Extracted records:
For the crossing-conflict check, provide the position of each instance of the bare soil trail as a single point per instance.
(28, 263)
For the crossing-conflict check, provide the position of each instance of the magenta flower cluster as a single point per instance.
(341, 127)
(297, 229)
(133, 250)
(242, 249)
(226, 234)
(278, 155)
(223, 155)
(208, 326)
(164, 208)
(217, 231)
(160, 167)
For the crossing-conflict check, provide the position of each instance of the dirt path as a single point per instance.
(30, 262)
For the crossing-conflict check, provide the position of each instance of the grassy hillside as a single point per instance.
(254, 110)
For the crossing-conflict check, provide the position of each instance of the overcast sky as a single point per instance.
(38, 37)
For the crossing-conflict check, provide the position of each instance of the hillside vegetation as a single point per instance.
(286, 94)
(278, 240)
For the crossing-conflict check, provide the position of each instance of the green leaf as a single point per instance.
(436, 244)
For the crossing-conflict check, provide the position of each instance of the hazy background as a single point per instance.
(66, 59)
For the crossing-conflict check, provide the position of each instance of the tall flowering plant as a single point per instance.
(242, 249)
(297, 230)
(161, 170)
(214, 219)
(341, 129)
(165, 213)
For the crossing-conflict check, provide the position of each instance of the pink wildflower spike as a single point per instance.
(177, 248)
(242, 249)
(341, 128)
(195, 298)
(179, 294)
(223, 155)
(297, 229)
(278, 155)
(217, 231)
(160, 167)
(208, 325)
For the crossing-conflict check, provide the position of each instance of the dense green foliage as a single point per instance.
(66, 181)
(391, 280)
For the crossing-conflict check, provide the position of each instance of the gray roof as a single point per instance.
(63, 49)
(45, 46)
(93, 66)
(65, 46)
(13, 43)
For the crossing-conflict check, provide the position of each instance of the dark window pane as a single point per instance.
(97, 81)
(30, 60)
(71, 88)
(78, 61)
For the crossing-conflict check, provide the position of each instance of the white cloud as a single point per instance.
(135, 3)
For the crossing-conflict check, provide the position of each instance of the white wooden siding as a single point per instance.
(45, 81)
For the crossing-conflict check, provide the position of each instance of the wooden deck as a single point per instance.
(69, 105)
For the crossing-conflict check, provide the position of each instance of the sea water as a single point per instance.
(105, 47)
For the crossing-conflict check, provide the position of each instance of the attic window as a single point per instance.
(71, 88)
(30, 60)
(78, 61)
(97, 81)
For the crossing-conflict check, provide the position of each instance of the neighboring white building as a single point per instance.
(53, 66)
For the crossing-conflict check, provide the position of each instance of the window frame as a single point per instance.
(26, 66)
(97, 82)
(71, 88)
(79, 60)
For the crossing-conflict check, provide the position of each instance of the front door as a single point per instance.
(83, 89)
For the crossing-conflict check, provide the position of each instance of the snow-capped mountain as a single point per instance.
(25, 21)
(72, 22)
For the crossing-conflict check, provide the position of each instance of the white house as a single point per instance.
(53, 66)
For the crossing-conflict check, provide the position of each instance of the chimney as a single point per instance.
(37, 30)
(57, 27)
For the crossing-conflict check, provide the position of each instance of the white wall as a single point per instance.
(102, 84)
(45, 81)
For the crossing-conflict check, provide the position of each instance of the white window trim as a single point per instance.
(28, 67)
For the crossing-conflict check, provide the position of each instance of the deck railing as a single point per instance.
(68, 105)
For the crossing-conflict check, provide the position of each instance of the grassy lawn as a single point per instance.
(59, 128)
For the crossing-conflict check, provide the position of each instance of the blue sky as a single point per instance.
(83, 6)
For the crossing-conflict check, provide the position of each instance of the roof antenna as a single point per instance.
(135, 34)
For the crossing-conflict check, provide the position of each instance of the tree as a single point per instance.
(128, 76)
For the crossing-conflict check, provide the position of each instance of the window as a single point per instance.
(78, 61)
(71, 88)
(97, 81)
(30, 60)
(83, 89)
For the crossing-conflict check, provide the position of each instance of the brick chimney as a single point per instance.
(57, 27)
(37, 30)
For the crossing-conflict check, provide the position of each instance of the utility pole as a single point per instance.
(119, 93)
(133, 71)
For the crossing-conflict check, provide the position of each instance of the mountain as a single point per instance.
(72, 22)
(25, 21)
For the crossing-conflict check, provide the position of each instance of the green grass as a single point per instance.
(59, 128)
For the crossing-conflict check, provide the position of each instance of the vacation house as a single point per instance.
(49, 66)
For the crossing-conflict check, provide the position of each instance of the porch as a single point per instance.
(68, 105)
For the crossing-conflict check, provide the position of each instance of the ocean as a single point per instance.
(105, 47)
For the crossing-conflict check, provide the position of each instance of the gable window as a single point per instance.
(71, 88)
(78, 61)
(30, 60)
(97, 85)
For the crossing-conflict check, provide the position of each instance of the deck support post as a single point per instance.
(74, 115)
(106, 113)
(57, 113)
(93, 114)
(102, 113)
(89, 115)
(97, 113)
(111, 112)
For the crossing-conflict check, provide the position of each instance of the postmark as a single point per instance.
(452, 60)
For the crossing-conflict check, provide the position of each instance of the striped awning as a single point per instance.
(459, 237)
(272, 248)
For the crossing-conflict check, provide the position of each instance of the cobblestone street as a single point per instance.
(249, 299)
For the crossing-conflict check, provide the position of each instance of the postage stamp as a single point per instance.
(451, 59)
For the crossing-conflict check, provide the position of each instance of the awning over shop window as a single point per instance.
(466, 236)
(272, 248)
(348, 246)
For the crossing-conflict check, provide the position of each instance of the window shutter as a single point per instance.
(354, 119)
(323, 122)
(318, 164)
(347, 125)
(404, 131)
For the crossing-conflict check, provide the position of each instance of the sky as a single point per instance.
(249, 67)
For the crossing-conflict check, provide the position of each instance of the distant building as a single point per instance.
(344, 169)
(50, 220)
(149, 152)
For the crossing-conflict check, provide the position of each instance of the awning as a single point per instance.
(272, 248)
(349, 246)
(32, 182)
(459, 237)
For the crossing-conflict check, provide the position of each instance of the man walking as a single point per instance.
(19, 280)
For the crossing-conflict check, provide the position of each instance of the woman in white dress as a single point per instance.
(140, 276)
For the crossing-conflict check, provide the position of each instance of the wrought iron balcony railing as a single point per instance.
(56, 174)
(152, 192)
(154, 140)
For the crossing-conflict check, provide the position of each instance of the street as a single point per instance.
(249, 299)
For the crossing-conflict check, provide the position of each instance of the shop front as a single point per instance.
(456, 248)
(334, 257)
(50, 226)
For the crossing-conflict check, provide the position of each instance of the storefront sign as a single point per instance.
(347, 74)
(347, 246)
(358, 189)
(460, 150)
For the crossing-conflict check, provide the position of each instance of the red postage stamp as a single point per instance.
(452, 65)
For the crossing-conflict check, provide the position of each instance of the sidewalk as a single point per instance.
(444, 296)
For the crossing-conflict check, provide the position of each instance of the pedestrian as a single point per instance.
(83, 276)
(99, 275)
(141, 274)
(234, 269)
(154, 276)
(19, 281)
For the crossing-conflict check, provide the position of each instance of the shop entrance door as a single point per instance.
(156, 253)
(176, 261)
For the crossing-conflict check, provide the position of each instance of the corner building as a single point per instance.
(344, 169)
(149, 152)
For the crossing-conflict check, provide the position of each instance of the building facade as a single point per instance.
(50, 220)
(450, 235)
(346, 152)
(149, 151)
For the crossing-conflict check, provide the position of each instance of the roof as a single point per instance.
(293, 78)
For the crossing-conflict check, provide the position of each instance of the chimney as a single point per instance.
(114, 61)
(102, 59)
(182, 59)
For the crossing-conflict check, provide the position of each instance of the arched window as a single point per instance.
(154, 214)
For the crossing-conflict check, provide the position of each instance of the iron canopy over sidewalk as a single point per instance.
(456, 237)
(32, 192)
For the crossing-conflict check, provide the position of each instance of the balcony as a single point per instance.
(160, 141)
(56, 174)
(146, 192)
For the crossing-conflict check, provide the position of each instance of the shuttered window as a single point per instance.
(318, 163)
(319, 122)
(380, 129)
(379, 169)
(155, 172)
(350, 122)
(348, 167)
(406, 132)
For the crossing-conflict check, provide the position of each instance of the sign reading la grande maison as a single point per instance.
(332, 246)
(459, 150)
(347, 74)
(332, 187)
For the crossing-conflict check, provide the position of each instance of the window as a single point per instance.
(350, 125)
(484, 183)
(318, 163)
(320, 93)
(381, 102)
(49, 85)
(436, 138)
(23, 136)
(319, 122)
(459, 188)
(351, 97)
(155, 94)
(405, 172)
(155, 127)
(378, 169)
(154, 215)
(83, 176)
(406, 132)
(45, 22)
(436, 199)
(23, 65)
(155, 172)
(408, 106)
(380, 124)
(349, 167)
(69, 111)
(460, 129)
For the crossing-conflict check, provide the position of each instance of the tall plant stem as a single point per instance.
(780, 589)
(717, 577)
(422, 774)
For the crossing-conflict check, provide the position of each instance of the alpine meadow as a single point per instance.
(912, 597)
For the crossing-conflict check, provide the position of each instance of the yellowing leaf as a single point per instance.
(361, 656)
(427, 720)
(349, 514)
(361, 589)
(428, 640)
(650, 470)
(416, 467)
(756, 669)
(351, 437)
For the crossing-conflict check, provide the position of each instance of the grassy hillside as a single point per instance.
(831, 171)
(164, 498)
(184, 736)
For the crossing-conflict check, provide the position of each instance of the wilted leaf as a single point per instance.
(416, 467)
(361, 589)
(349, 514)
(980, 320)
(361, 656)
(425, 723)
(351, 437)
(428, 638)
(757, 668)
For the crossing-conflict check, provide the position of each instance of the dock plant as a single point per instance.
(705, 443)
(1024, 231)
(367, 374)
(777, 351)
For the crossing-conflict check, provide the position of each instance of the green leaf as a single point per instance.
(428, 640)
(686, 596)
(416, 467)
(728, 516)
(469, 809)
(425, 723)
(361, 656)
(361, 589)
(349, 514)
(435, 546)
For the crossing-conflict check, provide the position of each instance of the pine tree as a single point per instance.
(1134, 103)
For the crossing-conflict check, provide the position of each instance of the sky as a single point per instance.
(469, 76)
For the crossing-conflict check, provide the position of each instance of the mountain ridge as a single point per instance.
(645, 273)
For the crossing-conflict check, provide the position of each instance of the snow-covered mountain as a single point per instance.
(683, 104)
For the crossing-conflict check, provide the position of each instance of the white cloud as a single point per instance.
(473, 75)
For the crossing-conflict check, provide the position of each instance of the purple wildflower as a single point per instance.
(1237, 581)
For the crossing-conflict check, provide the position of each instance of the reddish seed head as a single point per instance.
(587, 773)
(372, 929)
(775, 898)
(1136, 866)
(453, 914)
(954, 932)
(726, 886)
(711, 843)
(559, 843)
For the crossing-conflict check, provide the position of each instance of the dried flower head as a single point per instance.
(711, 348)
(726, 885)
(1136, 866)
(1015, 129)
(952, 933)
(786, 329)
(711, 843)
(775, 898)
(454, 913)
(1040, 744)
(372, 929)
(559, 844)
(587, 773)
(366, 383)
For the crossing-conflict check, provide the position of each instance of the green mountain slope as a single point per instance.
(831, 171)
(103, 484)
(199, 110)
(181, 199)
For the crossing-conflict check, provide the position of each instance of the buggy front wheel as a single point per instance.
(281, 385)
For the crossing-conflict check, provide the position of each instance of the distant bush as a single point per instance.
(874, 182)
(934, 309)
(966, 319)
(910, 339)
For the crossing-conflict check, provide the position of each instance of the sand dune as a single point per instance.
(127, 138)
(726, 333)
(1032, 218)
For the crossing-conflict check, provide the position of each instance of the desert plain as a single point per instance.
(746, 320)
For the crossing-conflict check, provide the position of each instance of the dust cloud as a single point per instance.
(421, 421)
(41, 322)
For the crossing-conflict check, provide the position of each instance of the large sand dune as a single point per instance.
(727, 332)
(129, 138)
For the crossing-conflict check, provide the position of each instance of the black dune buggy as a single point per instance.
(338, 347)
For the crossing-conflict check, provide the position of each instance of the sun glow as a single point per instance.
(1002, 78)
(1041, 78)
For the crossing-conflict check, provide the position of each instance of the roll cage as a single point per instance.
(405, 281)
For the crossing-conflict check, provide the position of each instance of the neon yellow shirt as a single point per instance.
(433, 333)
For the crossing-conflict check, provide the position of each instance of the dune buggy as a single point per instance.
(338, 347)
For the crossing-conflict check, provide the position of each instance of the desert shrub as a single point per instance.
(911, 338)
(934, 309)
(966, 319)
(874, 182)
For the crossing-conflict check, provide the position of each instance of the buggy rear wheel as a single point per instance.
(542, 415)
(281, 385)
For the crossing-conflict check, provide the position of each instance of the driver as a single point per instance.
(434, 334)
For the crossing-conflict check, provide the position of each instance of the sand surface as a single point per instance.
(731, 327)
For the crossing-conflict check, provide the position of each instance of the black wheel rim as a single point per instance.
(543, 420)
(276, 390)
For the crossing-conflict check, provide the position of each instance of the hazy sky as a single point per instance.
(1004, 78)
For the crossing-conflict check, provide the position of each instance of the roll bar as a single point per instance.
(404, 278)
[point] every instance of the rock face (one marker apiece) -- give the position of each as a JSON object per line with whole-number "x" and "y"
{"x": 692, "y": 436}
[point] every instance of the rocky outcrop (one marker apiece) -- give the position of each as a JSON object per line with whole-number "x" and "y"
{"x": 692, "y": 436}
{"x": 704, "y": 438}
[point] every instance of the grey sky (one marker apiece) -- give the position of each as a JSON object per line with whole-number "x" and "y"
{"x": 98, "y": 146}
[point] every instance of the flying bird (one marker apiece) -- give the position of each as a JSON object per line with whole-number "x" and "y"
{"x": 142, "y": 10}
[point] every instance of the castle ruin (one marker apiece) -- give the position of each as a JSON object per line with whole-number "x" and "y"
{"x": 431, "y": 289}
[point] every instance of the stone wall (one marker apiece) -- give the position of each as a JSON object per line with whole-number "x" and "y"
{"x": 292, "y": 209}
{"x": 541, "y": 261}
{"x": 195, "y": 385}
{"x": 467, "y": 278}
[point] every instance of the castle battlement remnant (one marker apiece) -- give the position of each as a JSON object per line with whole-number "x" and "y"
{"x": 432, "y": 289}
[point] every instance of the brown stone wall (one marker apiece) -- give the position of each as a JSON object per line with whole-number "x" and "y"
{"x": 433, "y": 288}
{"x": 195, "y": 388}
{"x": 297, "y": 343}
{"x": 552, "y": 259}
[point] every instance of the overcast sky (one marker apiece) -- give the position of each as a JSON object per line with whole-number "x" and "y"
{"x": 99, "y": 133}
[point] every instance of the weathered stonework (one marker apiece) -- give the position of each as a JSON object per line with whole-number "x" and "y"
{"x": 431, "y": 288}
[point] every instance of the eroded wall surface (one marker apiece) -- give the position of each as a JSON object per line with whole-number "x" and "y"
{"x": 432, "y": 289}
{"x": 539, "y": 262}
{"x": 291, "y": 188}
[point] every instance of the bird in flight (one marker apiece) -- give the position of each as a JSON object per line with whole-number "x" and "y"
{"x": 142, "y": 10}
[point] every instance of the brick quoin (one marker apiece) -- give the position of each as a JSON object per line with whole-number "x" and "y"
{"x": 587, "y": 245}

* Task brief *
Locate "[point] every instance of the eroded" in the data above. Then repeat, exactly, its line and each line after it through the last, adding nothing.

* The solution *
[point] every instance of the eroded wall surface (one marker apiece) -- give the position of each as a JSON object per line with whole-number "x" and "y"
{"x": 432, "y": 289}
{"x": 539, "y": 262}
{"x": 291, "y": 188}
[point] every instance of the bird in flight (one marker apiece) -- give the position of each as a JSON object per line with whole-number "x" and "y"
{"x": 142, "y": 10}
[point] every instance of the brick quoin (one marker apiece) -- give the position of each as a JSON object per line with whole-number "x" and "y"
{"x": 587, "y": 245}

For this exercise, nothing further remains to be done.